Task instructions:
Restate the entries below word for word, leaving nothing out.
--- Data for processing Enclosed Below ---
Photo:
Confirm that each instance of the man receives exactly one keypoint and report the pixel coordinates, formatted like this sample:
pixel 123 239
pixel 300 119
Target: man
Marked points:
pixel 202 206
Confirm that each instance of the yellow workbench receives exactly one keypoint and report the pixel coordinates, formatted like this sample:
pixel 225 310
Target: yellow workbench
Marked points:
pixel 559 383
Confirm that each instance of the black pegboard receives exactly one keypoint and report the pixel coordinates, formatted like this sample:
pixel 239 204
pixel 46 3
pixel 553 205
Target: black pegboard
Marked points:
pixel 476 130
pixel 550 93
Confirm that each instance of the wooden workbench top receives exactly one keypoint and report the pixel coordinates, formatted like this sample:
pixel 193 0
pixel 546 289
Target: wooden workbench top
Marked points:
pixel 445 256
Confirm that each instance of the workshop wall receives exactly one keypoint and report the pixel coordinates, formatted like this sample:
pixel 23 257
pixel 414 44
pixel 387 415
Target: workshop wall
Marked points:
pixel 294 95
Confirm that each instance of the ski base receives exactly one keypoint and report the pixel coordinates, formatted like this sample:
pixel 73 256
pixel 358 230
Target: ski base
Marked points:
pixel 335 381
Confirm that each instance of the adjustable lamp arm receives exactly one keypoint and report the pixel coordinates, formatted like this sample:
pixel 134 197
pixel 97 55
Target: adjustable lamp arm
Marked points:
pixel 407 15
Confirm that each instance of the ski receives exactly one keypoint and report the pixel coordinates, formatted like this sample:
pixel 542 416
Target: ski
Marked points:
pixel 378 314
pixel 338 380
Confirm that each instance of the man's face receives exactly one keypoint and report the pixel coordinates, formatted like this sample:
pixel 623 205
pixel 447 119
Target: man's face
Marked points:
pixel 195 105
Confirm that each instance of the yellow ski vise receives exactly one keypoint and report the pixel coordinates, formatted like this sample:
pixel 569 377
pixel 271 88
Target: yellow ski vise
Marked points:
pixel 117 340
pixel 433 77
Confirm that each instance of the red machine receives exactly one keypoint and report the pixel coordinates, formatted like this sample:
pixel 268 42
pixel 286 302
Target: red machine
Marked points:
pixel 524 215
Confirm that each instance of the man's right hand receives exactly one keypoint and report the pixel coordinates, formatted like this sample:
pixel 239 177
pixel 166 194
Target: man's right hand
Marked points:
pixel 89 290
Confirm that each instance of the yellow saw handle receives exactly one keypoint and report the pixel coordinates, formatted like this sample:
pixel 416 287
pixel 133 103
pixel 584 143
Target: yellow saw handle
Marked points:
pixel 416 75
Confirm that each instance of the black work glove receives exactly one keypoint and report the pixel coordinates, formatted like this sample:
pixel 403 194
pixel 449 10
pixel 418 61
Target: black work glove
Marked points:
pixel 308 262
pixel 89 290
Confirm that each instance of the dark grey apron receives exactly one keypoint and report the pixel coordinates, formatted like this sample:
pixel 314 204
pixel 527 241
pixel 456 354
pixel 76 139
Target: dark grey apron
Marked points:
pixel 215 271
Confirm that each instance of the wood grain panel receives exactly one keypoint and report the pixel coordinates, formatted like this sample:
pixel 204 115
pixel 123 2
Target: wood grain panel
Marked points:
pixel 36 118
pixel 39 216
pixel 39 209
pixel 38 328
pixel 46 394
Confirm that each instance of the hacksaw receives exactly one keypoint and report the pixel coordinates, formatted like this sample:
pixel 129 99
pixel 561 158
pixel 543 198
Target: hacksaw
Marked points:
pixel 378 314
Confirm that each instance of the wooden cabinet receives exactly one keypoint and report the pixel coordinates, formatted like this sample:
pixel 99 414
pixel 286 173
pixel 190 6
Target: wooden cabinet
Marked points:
--- End of Enclosed Data for processing ---
Task solution:
Photo:
Confirm that each instance of the man receives exactly one keypoint and report the pixel coordinates, formatted like this sample:
pixel 123 239
pixel 300 119
Target: man
Marked points:
pixel 202 206
Confirm that each instance of the yellow workbench receives exactly one keypoint and report the pixel coordinates, formatted like this sample:
pixel 225 310
Target: yellow workbench
Marked points:
pixel 559 383
Confirm that each instance of the black pegboard receives exactly one keypoint and report the pixel coordinates, formatted like this sample:
pixel 239 204
pixel 46 3
pixel 553 205
Target: black pegboard
Marked points:
pixel 476 130
pixel 550 93
Confirm that each instance of the wooden workbench top receives exactly one keypoint and report the pixel coordinates, formatted like this sample:
pixel 193 0
pixel 546 289
Target: wooden workbench top
Marked points:
pixel 445 256
Confirm that each instance of the workshop wall receives exactly one keypoint and report the pixel coordinates, formatted like this sample:
pixel 23 257
pixel 414 44
pixel 387 415
Target: workshop wall
Marked points:
pixel 294 95
Confirm that each instance of the ski base receives exactly one keypoint and report the pixel coordinates, formatted like this sample:
pixel 73 256
pixel 358 230
Target: ski base
Marked points:
pixel 335 381
Confirm that each instance of the adjustable lamp arm receives exactly one keypoint and report the pixel coordinates, formatted like this sample:
pixel 134 197
pixel 97 55
Target: adjustable lamp arm
Marked points:
pixel 407 15
Confirm that each instance of the ski receives exactly one keypoint and report the pixel coordinates, formatted like this sample:
pixel 542 416
Target: ski
Marked points:
pixel 378 314
pixel 338 380
Confirm that each instance of the man's face receives exactly one keypoint and report the pixel coordinates, formatted like this sample:
pixel 623 205
pixel 447 119
Target: man's face
Marked points:
pixel 195 105
Confirm that each instance of the yellow ski vise receives exactly one keypoint and report the pixel coordinates, formatted like this sample:
pixel 569 377
pixel 271 88
Target: yellow ski vise
Marked points:
pixel 117 340
pixel 433 77
Confirm that each instance of the red machine receives exactly one keypoint and report the pixel coordinates, formatted like this sample:
pixel 268 42
pixel 286 302
Target: red machine
Marked points:
pixel 524 215
Confirm that each instance of the man's right hand receives exactly one keypoint and report the pixel coordinates, formatted like this sample:
pixel 239 177
pixel 166 194
Target: man's right hand
Marked points:
pixel 89 290
Confirm that each instance of the yellow saw handle receives exactly one keypoint and report the pixel coordinates, formatted like this sample:
pixel 416 287
pixel 133 103
pixel 584 143
Target: yellow saw handle
Marked points:
pixel 416 75
Confirm that each instance of the black work glove receives exactly one keypoint and report the pixel coordinates, formatted like this sample:
pixel 403 194
pixel 449 10
pixel 418 61
Target: black work glove
Marked points:
pixel 308 262
pixel 89 290
Confirm that each instance of the dark grey apron receives exactly one keypoint and report the pixel coordinates, formatted like this sample:
pixel 314 204
pixel 527 241
pixel 456 354
pixel 76 139
Target: dark grey apron
Marked points:
pixel 215 271
Confirm that each instance of the wood grain panel receives exactly one keypoint and report the pixel coordinates, formatted like this sample:
pixel 204 115
pixel 123 2
Target: wood grain panel
Marked points:
pixel 36 118
pixel 39 216
pixel 39 209
pixel 38 328
pixel 46 394
Confirm that each instance of the hacksaw receives exactly one keypoint and report the pixel coordinates, formatted like this sample:
pixel 129 99
pixel 561 158
pixel 543 198
Target: hacksaw
Marked points:
pixel 378 314
Confirm that each instance of the wooden cabinet receives exactly one keypoint and report the pixel coordinates, formatted like this sample:
pixel 99 414
pixel 286 173
pixel 190 6
Target: wooden cabinet
Marked points:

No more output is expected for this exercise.